[Region labeling rows]
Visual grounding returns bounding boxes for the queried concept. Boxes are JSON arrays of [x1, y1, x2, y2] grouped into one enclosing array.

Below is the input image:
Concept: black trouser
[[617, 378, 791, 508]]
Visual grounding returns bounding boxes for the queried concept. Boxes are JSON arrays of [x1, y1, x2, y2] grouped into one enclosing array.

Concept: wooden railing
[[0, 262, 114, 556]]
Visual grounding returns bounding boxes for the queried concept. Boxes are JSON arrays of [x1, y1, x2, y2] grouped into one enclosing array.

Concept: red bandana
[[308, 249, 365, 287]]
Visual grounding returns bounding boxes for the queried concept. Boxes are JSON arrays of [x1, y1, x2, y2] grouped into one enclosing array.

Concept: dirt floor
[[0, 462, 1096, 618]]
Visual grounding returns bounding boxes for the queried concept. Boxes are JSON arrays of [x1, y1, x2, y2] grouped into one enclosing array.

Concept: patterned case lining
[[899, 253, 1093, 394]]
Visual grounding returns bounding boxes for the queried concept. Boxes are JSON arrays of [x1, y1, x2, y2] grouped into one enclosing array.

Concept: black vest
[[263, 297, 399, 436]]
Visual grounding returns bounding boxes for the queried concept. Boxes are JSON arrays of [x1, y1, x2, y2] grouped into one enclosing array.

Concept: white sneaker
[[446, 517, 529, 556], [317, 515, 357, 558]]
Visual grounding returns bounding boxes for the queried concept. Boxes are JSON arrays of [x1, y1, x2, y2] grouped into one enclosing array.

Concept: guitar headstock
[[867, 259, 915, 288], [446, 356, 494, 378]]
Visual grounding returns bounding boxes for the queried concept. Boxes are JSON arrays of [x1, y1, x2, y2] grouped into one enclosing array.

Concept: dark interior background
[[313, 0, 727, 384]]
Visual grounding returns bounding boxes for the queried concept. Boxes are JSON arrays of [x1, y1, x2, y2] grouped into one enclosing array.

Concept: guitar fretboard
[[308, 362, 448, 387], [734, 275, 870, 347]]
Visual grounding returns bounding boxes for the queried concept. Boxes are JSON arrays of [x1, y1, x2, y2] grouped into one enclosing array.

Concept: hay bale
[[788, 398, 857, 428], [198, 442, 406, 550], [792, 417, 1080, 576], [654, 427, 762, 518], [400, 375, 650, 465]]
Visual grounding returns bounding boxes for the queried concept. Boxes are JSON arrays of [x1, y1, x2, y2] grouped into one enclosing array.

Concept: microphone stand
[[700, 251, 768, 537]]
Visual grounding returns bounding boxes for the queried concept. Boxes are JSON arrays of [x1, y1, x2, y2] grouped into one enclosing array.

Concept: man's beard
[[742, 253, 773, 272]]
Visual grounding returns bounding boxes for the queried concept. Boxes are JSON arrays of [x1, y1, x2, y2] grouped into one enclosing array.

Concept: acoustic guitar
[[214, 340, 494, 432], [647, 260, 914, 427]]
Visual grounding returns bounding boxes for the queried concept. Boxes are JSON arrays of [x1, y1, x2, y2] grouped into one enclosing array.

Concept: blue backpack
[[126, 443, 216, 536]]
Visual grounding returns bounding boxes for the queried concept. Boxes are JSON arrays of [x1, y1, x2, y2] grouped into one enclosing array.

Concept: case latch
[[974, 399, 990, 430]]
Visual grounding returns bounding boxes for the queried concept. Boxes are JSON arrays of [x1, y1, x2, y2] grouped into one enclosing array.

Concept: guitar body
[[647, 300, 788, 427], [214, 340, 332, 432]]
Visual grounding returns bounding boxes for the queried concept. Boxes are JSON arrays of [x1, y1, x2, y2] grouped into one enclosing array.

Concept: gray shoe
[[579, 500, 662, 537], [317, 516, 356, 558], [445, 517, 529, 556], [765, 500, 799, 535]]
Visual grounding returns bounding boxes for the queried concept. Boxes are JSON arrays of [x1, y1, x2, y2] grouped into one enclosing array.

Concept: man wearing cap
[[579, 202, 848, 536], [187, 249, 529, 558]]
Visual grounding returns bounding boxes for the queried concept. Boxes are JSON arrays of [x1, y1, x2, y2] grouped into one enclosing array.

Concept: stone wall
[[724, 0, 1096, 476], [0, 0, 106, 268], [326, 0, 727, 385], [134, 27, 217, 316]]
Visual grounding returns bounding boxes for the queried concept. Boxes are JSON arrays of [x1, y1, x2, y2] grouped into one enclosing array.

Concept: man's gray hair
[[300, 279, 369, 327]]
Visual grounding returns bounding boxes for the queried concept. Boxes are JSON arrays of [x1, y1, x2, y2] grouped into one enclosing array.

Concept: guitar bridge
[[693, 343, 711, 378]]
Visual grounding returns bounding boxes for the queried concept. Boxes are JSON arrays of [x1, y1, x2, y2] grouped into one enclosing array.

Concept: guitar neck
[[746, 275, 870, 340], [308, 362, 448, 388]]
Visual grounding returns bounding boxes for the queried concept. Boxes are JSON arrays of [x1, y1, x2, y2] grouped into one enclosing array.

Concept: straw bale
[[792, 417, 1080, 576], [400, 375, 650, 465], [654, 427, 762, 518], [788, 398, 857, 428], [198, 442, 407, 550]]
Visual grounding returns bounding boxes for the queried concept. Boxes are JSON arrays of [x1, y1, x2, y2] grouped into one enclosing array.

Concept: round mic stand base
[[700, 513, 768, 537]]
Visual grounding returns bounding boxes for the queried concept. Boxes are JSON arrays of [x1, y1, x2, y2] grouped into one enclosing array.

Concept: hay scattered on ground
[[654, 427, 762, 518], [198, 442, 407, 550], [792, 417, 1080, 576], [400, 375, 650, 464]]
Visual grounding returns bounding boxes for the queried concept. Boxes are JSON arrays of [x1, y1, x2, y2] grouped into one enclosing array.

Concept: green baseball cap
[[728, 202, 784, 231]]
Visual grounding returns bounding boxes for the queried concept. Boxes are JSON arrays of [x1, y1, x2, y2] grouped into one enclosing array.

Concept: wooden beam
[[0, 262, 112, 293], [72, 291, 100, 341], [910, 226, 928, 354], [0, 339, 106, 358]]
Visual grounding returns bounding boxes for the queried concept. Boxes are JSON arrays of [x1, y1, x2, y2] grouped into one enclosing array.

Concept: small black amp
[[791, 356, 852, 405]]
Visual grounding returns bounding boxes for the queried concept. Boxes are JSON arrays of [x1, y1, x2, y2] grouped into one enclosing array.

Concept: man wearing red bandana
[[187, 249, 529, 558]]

*TO BE DONE*.
Edit all the rows above so that "enclosing array" becomes "outer array" everywhere it appears, and leave everything else unchanged.

*FINAL ANSWER*.
Visual grounding returns bounding boxes for the queried concept. Boxes are JSON arrays of [x1, y1, x2, y2] grouped into one outer array.

Below is the input image:
Concept: black trouser
[[617, 378, 791, 508]]
Visual grounding returns bounding boxes for the queried concept. Boxes are JSON arrays of [x1, y1, x2, y2] grouped into one outer array.

Concept: wooden railing
[[0, 262, 114, 556]]
Visual grounding returns bounding boxes for the queried concept. Boxes are JSON arrays of [x1, y1, x2, y2] grouped into one outer array.

Concept: red bandana
[[308, 249, 365, 287]]
Visual grounding returns bounding boxes for the queried concept. Boxes are JSON arrays of [x1, y1, x2, y2] grouped into one outer array.

Concept: dirt floor
[[0, 462, 1096, 618]]
Visual grounding returns bounding boxes for the queried concept. Boxes are JSON arrays of [x1, y1, x2, y2] grouped into one outer array.

Concept: patterned case lining
[[899, 253, 1093, 394]]
Visual grounding returns bounding boxes for the queried concept. Boxes are JSON arrays of [x1, y1, x2, y2] grouped into one outer array.

Concept: black vest
[[263, 297, 399, 436]]
Visual grounding returns bounding boxes for the queried concept. Boxes are JSON arrays of [x1, y1, x2, y2] grouped into one outer array.

Concept: white sneaker
[[446, 517, 529, 556], [317, 515, 357, 558]]
Visual grounding returns bounding boxes for the queried concept. Boxes are JSON arrays of [x1, y1, x2, y2] grouped into one outer array.

Concept: guitar headstock
[[867, 259, 915, 288], [446, 356, 494, 378]]
Visual grounding returns bounding boxes for the queried concept. Boxes are JSON arrays of [x1, y1, x2, y2] grouped into one outer array.

Concept: dark interior background
[[313, 0, 727, 384]]
Visual grounding returns bounding boxes for the queried concept. Boxes are JSON arrays of [x1, y1, x2, y2] grouped into one outer array.

Concept: guitar fretboard
[[308, 362, 448, 387], [734, 275, 870, 347]]
Visual grounding returns bounding boxes for the queried concept. Boxes are JSON arrays of [x1, y1, x2, y2] grouped into one outer array.

Concept: hay bale
[[788, 398, 857, 428], [198, 442, 406, 550], [792, 417, 1080, 576], [654, 427, 762, 518], [400, 375, 650, 465]]
Visual grounding returns bounding boxes for the queried concept. Boxes are JSON arrays of [x1, y1, x2, y2] grouped into one outer array.

Concept: microphone stand
[[700, 251, 768, 537]]
Visual grounding returns bounding boxes for the queried concept. Boxes are JSON arrays of [x1, y1, x2, y2] grouped into one outer array.

Concept: man's beard
[[742, 253, 773, 272]]
Visual grounding returns bounding boxes for the queried concept. Boxes are JSON arrays of [x1, y1, x2, y2] grouped into one outer array.

Concept: acoustic guitar
[[214, 340, 494, 432], [647, 260, 914, 427]]
Visual grounding returns bounding boxes for the queried concept. Boxes are JSON arrays of [x1, y1, x2, y2] grouped into one outer array.

Concept: blue backpack
[[126, 443, 216, 536]]
Visual grounding returns bounding boxes for the queried concept. Boxes are JSON arrays of [x1, y1, x2, y2] grouped into one outer array.

Concept: case latch
[[974, 399, 990, 430]]
Visual grounding returns bounding boxes for the queried concept. Boxes are JSON arrays of [x1, y1, x2, y2] grouped into one outer array.

Concept: guitar body
[[647, 300, 788, 427], [214, 340, 332, 432]]
Visual grounding returns bounding boxes for the queried concept. Boxes are JSON arrays of [x1, y1, x2, y2] grouped into one outer array.

Concept: gray shoe
[[579, 500, 662, 537], [317, 516, 356, 558], [445, 517, 529, 556], [765, 500, 799, 535]]
Visual grounding returns bounding boxes for the queried concept. Boxes are JSON arrays of [x1, y1, x2, y2] grouped into one outer array.

Concept: man wearing cap
[[579, 202, 848, 536], [187, 249, 529, 558]]
Visual grounding returns bounding boxes for the queried concept. Boxes are JSON arrays of [x1, y1, x2, y2] grouped into one outer array.

Concept: stone wall
[[724, 0, 1096, 476], [0, 0, 106, 268], [326, 0, 727, 385], [134, 27, 217, 316]]
Visual grounding returns bounding boxes for the queried concept. Boxes are JSON arrays of [x1, y1, x2, y2] grouped into one outer array.

Concept: man's gray hair
[[300, 279, 369, 327]]
Visual grounding returns bounding boxes for the queried concept. Boxes are JSON arrays of [x1, y1, x2, y2] grouped into one outer array.

Concept: guitar bridge
[[693, 343, 711, 378]]
Visual grounding returns bounding boxes for the queried concept. Boxes are JSON arrays of [x1, y1, x2, y2] grouped into one outer array.

Concept: guitar neck
[[746, 275, 870, 340], [308, 362, 448, 388]]
Visual grounding returns bounding boxes for the queried concept. Boxes are JSON arrays of [x1, y1, x2, y2] grouped into one outer array.

Concept: straw bale
[[792, 417, 1080, 576], [400, 375, 650, 465], [654, 427, 762, 518], [788, 398, 857, 428], [198, 442, 407, 550]]
Visual grounding returns bounding boxes for the queried concept. Boxes are JSON arrays of [x1, y1, x2, y2] grouped into one outer array.

Concept: round mic stand base
[[700, 513, 768, 537]]
Visual grounding returns bounding boxes for the queried concept. Boxes are JSON arrays of [x1, y1, x2, y2] grouped into one outer array.

Concept: hay scattered on ground
[[654, 427, 762, 518], [198, 442, 407, 550], [792, 417, 1080, 576], [400, 375, 650, 464]]
Visual grounding returns bounding boxes for the queried concept. Boxes are JSON arrays of [x1, y1, x2, y2] grouped into one outer array.

Concept: green baseball cap
[[728, 202, 784, 231]]
Visual grounding returns bounding boxes for the queried concept. Boxes are JSON arrays of [x1, y1, x2, y2] grouped into one outer array.

Concept: wooden beam
[[0, 262, 112, 293], [72, 291, 100, 341], [910, 226, 928, 354], [0, 339, 106, 358]]
Visual grounding returns bounding boxes for the queried concept. Boxes are JSON arrays of [x1, y1, x2, y2] grouped into one outer array.

Concept: small black amp
[[791, 356, 852, 405]]
Visual grounding returns bounding boxes for the queried concept. Boxes are JSON arrays of [x1, y1, x2, y2] grouped into one outer array.

Concept: man wearing red bandana
[[187, 249, 529, 558]]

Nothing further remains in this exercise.